# What to produce
Among the lines below, copy exactly those from the one with "Target: arched doorway" through the one with "column 154, row 136", counting both ends.

# Exercise input
==*==

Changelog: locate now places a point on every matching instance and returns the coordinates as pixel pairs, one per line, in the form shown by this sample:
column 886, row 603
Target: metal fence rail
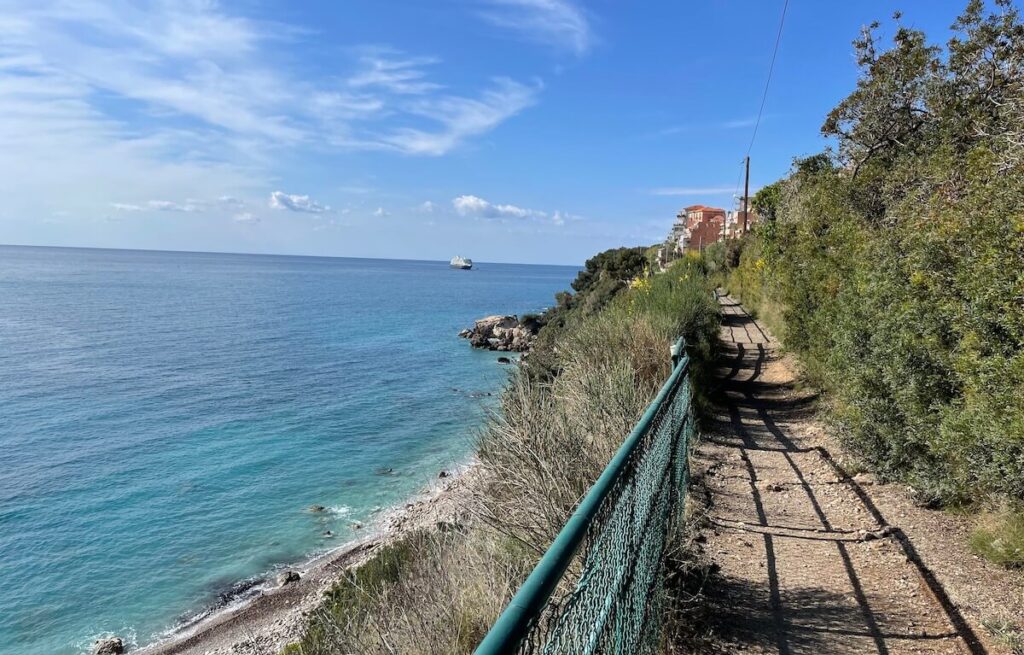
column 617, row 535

==*==

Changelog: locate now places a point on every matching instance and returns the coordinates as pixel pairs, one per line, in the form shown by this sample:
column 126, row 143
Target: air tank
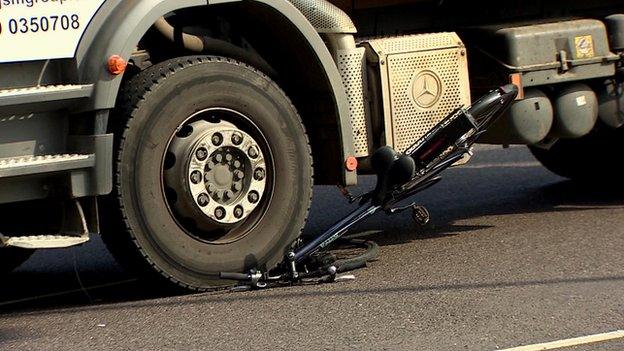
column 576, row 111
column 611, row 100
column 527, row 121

==*==

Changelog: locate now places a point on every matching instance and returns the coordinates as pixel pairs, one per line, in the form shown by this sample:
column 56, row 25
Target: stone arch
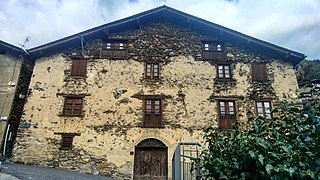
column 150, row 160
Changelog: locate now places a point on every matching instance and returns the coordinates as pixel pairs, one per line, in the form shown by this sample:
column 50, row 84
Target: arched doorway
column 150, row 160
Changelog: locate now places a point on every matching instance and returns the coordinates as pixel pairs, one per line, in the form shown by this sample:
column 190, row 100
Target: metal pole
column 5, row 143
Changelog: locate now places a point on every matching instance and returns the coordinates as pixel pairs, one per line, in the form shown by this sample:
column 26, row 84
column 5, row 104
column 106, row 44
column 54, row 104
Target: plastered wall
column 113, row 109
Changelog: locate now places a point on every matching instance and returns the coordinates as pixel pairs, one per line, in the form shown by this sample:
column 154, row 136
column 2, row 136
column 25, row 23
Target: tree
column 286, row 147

==*==

# Output for this task
Target: arched doorway
column 150, row 160
Changelog: locate now places a point on every matching instance and returns the coordinates as pixel pairs, one per line, in the form shown by this sample:
column 190, row 100
Target: metal pole
column 5, row 143
Changelog: locate now places a point on every matching instance and returns the coordinates as pixel pairs, one per line, in the form shown by this sample:
column 26, row 84
column 5, row 104
column 106, row 44
column 54, row 104
Target: plastered wall
column 113, row 109
Changelog: locate now places a point on every matching instance and returns the coordinates as pixel pairs, one per line, in the form shown by this sample:
column 154, row 136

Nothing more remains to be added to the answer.